• Document extract:
- Opening Delimiter -

First interaction with the new environment

The nervous system is the first to develop and the last to mature. The foetal nervous system matures progressively until at birth the neonate is able to suck, swallow and manage autonomic functions e.g. breathing, maintaining temperate and heart rate. At birth, the foetus is suddenly exposed to a multitude of stimuli and responds with many erratic movements and excessive jitteriness. Most neonates go through "the first period of reactivity" for about 15 ‑ 30 minutes after birth. This is the time when many neonates are very active, the heart rate is variable and high because of crying and present with rapid irregular respirations with mild grunting. Neonates may smack their lips, grimace, move the head side to side or open and close their eyes. Newborn infants may also suddenly become quiet after a period of sudden cries and may sleep for up to four hours. They also display a "second period of reactivity" once awake and become responsive with rapid respirations for a short period of time; their skin colour may also change and flush. Most infants stabilise after the second period of reactivity because by then recovery from the birth process is complete (van Woudenberg et al., 2012).

- Closing Delimiter -

• Excerpts from a dataset:
- Opening Delimiter -

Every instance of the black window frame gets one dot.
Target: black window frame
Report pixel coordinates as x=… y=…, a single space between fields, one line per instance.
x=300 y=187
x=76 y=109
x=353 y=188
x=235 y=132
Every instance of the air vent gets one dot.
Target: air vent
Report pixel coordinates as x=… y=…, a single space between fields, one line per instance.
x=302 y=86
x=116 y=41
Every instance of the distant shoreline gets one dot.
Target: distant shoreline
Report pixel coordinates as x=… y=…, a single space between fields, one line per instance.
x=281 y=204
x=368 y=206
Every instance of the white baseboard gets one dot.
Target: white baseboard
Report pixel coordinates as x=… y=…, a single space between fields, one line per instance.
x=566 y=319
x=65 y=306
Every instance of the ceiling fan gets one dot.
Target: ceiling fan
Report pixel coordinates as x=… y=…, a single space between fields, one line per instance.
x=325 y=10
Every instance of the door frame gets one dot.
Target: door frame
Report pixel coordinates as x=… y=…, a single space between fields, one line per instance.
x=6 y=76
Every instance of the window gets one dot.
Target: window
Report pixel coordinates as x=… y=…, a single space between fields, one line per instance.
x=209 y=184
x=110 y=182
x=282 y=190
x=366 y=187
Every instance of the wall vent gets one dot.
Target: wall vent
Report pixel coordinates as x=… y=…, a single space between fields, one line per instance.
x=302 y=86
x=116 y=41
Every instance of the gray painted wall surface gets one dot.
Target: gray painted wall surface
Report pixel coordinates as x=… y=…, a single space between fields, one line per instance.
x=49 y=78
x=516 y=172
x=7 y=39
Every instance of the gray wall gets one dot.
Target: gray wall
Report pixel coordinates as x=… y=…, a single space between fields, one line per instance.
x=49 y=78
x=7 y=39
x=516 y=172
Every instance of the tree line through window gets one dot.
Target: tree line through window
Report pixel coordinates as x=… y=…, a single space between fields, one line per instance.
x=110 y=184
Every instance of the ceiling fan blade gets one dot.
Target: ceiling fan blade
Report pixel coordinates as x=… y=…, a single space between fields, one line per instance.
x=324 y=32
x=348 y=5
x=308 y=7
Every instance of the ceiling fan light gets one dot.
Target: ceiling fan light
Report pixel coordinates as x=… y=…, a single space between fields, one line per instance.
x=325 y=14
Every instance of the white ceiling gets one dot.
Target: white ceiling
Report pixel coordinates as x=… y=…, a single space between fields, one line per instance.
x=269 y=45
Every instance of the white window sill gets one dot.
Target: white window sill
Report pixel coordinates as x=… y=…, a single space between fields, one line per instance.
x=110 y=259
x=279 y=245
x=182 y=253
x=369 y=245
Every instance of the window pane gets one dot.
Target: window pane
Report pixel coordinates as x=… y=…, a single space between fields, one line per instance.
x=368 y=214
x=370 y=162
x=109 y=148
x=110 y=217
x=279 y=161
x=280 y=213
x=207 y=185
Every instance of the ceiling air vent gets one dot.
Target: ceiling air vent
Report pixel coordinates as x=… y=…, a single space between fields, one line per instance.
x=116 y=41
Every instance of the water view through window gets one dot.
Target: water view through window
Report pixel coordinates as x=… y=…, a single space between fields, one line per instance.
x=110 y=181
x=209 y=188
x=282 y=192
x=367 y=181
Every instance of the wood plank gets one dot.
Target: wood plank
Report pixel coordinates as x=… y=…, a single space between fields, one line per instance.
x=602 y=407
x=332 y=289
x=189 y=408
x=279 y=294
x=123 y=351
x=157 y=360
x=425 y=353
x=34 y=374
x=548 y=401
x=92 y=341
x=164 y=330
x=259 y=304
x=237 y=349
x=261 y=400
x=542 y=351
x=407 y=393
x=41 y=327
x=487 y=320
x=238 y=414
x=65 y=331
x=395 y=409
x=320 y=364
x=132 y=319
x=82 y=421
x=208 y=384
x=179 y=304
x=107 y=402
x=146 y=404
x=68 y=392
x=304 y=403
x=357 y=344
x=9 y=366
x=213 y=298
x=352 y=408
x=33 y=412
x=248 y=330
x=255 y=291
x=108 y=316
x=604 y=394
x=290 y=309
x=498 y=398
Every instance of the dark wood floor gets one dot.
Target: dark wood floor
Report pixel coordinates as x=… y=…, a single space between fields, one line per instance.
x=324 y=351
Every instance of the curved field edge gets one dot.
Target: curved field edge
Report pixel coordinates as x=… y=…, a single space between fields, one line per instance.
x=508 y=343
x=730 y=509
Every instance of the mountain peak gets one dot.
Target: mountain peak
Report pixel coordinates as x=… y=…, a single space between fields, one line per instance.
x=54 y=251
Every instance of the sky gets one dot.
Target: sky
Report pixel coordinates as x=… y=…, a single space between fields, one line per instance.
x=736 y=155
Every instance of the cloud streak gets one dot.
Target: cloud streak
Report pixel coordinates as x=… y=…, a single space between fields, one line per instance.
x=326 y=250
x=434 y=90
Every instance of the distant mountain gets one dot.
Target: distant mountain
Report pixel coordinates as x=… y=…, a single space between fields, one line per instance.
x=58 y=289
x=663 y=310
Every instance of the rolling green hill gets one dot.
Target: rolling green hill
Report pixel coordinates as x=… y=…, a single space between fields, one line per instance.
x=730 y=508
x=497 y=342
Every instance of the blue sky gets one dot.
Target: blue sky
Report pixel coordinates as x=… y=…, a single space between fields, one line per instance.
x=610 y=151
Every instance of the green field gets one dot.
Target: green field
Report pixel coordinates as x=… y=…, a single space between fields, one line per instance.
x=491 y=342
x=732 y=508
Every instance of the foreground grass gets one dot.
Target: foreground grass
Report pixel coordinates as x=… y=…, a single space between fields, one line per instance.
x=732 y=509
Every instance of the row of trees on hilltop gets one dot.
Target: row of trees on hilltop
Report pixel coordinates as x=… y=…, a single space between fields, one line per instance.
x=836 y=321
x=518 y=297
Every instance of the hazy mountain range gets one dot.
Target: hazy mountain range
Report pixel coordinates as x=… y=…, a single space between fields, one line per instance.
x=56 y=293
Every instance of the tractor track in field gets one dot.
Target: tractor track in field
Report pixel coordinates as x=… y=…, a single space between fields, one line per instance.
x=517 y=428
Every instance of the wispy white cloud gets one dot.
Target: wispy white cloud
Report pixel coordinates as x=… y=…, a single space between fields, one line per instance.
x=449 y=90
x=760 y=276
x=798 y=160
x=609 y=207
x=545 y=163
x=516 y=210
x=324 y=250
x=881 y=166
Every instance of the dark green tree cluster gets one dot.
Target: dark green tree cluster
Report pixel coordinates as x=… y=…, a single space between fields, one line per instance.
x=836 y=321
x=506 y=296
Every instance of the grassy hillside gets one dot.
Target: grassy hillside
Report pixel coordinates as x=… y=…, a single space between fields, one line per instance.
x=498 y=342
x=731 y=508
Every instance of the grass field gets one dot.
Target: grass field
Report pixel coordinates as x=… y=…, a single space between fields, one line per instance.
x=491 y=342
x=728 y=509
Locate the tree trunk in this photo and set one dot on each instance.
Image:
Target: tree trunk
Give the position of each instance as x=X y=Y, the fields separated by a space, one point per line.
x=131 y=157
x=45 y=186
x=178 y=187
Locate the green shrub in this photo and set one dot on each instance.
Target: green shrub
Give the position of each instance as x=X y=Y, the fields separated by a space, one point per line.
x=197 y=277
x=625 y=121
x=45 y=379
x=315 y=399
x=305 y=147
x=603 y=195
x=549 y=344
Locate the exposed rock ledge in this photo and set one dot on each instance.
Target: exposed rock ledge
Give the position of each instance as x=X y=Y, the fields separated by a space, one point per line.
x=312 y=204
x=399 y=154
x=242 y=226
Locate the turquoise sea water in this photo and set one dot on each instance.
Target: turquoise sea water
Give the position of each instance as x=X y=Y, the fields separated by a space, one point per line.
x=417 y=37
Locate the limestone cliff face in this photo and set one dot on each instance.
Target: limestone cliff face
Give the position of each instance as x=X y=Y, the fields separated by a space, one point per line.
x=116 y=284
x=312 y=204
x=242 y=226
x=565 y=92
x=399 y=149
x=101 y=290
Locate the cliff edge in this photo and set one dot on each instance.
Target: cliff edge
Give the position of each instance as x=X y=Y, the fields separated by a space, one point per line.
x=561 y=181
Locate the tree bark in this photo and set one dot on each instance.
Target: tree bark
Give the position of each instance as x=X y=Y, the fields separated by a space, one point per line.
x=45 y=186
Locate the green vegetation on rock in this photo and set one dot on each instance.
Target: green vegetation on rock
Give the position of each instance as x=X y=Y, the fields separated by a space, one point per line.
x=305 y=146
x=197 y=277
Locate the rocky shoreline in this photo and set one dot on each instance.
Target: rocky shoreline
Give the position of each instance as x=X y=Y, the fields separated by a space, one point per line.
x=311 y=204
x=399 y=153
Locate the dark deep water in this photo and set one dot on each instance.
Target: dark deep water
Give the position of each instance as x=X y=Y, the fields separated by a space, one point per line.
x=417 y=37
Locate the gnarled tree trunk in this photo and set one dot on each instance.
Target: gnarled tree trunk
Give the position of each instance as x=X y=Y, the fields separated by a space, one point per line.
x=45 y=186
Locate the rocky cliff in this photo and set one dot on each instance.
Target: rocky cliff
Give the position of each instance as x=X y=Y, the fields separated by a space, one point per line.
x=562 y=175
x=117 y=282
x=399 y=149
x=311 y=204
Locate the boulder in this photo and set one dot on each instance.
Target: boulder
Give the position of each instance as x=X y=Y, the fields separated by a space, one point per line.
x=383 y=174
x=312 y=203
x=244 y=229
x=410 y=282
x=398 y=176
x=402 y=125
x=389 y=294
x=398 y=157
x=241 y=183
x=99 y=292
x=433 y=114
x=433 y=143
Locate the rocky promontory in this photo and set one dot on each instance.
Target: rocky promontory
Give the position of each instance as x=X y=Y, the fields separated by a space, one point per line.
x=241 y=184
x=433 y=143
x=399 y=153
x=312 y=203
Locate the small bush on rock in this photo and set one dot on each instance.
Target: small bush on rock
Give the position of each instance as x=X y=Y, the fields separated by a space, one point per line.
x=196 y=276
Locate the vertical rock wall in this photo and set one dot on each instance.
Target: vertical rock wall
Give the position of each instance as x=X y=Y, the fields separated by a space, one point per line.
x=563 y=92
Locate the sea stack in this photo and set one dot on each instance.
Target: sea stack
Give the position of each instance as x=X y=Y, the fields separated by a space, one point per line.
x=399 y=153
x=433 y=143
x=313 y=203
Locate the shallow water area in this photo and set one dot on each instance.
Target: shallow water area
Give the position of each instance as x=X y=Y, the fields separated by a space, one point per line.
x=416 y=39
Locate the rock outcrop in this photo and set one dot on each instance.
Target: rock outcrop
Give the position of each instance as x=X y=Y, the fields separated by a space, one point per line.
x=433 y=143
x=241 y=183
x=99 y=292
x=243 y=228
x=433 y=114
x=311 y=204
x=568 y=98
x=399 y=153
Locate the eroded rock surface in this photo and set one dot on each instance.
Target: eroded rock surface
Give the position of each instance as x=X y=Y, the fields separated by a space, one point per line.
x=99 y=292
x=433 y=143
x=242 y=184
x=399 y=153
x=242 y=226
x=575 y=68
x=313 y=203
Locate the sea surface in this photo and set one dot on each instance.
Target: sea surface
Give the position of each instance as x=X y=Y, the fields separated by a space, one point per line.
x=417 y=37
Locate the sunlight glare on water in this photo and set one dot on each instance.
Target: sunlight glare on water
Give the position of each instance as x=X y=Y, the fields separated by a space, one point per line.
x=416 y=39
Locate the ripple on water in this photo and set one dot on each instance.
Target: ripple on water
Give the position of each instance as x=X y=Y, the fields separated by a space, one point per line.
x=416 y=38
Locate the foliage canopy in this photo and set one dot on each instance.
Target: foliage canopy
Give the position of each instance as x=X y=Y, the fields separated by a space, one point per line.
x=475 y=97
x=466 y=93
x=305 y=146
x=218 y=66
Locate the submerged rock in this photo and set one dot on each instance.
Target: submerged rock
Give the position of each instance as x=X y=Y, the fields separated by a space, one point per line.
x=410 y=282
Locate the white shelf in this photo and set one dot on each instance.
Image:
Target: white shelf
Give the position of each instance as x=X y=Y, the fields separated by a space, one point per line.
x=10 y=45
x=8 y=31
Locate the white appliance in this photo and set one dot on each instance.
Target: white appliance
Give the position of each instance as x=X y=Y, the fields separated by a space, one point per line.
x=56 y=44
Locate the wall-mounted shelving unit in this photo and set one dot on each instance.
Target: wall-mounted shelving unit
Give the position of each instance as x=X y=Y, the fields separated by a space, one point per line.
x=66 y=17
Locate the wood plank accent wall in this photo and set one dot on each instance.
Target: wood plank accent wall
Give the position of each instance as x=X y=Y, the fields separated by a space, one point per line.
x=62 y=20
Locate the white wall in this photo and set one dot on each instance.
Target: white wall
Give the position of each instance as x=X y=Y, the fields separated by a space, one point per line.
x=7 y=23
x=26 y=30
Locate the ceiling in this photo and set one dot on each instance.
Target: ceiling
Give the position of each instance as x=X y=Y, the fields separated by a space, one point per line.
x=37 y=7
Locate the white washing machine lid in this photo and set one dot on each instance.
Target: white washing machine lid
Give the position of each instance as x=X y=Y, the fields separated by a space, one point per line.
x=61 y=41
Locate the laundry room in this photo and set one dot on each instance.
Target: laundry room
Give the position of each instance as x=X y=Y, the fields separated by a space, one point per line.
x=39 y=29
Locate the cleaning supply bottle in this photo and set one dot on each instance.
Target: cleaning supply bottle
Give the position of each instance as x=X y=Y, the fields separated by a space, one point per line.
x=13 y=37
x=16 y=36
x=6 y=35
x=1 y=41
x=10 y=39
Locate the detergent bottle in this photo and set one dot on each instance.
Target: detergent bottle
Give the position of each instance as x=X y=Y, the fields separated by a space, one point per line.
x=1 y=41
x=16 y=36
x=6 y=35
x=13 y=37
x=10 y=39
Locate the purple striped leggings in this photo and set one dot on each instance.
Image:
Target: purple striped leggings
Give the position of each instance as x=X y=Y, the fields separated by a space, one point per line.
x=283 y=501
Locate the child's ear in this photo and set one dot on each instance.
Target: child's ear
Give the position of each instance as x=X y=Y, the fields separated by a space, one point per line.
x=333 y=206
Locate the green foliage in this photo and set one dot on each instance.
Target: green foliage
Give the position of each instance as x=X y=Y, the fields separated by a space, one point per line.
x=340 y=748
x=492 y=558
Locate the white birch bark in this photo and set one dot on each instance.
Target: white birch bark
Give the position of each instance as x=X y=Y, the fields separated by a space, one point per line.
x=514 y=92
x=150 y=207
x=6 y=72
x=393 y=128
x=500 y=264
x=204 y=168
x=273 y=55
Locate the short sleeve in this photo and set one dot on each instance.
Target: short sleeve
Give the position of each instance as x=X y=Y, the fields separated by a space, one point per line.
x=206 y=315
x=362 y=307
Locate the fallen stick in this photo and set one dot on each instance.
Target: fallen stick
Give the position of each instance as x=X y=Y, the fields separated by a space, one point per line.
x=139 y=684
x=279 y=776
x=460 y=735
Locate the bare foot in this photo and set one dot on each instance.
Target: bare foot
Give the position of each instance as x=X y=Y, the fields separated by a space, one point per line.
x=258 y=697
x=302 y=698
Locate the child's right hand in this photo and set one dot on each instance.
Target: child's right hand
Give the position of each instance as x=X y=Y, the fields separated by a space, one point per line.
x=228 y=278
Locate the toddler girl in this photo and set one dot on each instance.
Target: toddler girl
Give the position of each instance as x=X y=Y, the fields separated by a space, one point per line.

- Closing Delimiter -

Answer these questions from the text on a newborn's first interaction with the new environment, labeling each answer to match:
(a) For about how long after birth do most newborns go through "the first period of reactivity"?
(b) For up to how long may newborns sleep after suddenly becoming quiet?
(c) Why do most infants stabilize after the second period of reactivity?

(a) About 15–30 minutes.
(b) Up to four hours.
(c) Because by then recovery from the birth process is complete.